Copy each line exactly. Drop every picture.

[start of Listing]

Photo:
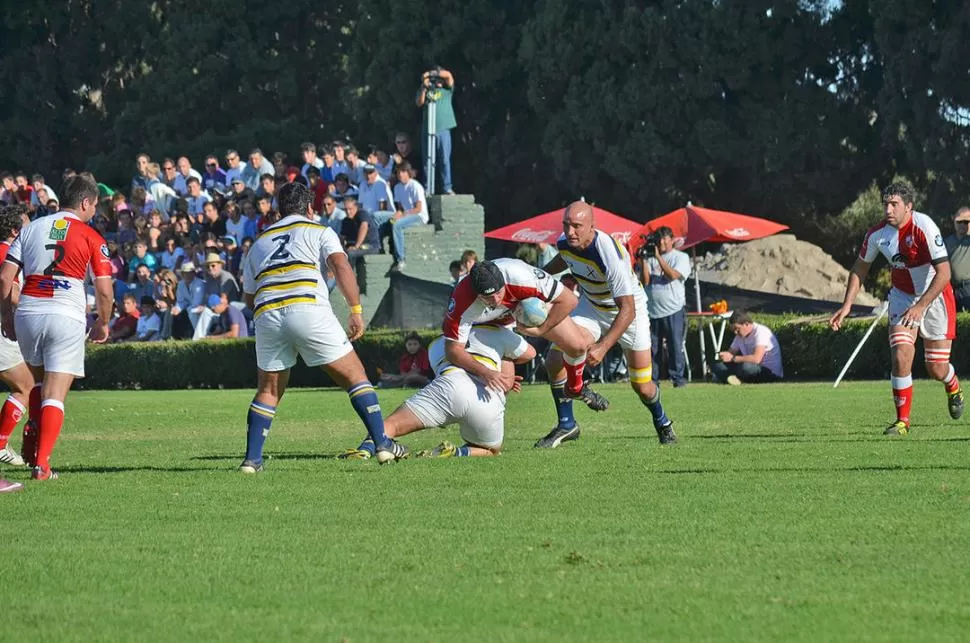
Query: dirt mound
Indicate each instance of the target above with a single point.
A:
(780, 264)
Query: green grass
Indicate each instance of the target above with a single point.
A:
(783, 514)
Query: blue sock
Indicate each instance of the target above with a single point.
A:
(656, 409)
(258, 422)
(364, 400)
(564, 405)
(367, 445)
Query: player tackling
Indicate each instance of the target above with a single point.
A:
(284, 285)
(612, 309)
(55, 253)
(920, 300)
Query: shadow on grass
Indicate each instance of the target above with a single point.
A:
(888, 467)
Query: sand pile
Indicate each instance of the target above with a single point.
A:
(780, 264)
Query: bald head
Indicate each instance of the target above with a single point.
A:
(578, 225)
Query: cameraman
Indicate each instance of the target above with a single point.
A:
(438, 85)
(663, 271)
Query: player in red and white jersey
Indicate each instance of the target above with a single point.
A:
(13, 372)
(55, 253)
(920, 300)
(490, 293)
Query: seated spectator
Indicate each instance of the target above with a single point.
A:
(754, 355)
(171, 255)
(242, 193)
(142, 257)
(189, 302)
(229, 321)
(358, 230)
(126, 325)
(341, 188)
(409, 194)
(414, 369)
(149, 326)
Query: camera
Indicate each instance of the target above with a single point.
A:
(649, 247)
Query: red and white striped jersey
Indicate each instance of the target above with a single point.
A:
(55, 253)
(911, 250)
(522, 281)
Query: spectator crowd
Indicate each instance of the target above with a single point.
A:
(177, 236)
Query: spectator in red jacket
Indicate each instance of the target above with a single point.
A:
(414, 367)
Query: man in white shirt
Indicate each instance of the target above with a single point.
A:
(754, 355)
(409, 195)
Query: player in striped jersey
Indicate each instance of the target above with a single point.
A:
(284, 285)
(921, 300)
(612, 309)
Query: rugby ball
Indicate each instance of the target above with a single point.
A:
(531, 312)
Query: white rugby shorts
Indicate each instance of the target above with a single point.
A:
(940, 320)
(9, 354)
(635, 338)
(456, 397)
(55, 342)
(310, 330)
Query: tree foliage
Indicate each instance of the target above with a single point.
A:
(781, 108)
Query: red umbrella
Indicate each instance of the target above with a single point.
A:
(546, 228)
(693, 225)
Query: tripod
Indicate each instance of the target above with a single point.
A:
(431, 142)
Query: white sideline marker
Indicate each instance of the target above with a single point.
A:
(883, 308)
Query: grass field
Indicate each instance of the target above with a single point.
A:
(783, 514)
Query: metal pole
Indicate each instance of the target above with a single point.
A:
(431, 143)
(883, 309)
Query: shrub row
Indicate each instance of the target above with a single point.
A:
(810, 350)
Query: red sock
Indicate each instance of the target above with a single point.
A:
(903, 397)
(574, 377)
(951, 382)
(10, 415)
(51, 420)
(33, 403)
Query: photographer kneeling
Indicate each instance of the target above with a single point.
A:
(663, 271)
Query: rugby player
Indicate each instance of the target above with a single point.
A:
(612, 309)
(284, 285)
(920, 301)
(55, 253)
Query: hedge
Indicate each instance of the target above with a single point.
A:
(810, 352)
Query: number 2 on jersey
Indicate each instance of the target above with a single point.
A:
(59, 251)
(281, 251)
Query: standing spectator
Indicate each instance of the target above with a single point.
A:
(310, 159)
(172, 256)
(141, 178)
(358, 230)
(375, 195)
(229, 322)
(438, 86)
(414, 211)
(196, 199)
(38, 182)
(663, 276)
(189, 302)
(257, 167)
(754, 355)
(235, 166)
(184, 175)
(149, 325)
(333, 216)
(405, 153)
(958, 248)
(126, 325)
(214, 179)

[end of Listing]

**Answer to the problem**
Photo:
Query: dirt mound
Indicate each instance of the target above with a single point.
A:
(780, 264)
Query: green grass
Indicate each instance of the target above with a single point.
A:
(783, 514)
Query: blue sock
Indicate each instance of the target above with a single point.
A:
(656, 409)
(258, 422)
(364, 400)
(564, 405)
(367, 445)
Query: player tackling
Indicate each instance of the target above with a single point.
A:
(284, 285)
(612, 309)
(55, 253)
(920, 300)
Query: shadow on grass
Indicate each instance of the target above with a single point.
A:
(888, 467)
Query: sand pile
Indicate each instance of the target above with a single point.
A:
(780, 264)
Query: bald head
Indicate each instance of the target above with a single point.
A:
(578, 225)
Query: cameraman
Indicate each instance of the target above with a single point.
A:
(438, 85)
(663, 271)
Query: player in red and white jersey
Indicate each instance of the target above with a single point.
A:
(13, 372)
(55, 253)
(920, 300)
(490, 293)
Query: seated spectator
Indicate each instance of the target above with a single point.
A:
(754, 355)
(171, 255)
(242, 193)
(142, 257)
(189, 302)
(229, 321)
(358, 230)
(126, 325)
(341, 188)
(409, 194)
(414, 369)
(149, 326)
Query: camera
Indicate each instance of the target above with a single point.
A:
(649, 247)
Query: red and white striped jersey
Indicate each instance of the target above with a single point.
A:
(55, 253)
(911, 250)
(522, 281)
Query: spectator crowd
Indicate each instance of the target above with a single point.
A:
(177, 236)
Query: spectator in red jacket
Indicate each instance of the target above with a single point.
A:
(414, 367)
Query: man in white shirt
Indicate each instance of the target above with a single point.
A:
(754, 355)
(409, 195)
Query: player in striped jersey
Indicate each instance of the target above with a single point.
A:
(284, 285)
(921, 300)
(612, 309)
Query: rugby ball
Indicate each instance of the target above with a single point.
A:
(531, 312)
Query: white rugby shorts
Indicate each instance of the target above with a single point.
A:
(940, 320)
(9, 354)
(635, 338)
(456, 397)
(55, 342)
(310, 330)
Query: tree foliage
Indicate each instance of the target above with a single point.
A:
(781, 108)
Query: red umbrella
Indicate each instance of the target above with a single point.
A:
(546, 228)
(693, 225)
Query: tripod
Indicate each instance of the target above with a single point.
A:
(431, 142)
Query: white sideline marker
Indicate each instance of the target above with a single point.
A:
(883, 308)
Query: grass field
Indicate each instance of the target above with a single point.
A:
(783, 514)
Query: metal pole
Indicate each instance of the target above with a single point.
A:
(431, 143)
(883, 309)
Query: shrub row
Indicate each instance of the target above with a single point.
A:
(810, 350)
Query: red sock
Indicate each instance of the target above with a single point.
A:
(903, 397)
(574, 377)
(951, 382)
(10, 415)
(51, 420)
(33, 403)
Query: photographer kneeling
Indicate each instance of the target above with a single point.
A:
(663, 271)
Query: rugby player
Indicate each instance of the target above with a single point.
A:
(612, 309)
(284, 285)
(920, 301)
(55, 253)
Query: hedge
Indicate each instance of the target above with a single point.
A:
(810, 352)
Query: number 2 on jersey
Indicate each instance of the target above with a single point.
A:
(59, 251)
(281, 251)
Query: standing spectator
Indicate each instance of the target above with a single point.
A:
(310, 159)
(172, 256)
(141, 178)
(358, 230)
(375, 195)
(229, 322)
(438, 86)
(414, 211)
(196, 199)
(38, 182)
(663, 276)
(189, 302)
(257, 167)
(754, 355)
(235, 166)
(184, 175)
(149, 325)
(333, 216)
(405, 153)
(958, 248)
(126, 325)
(214, 179)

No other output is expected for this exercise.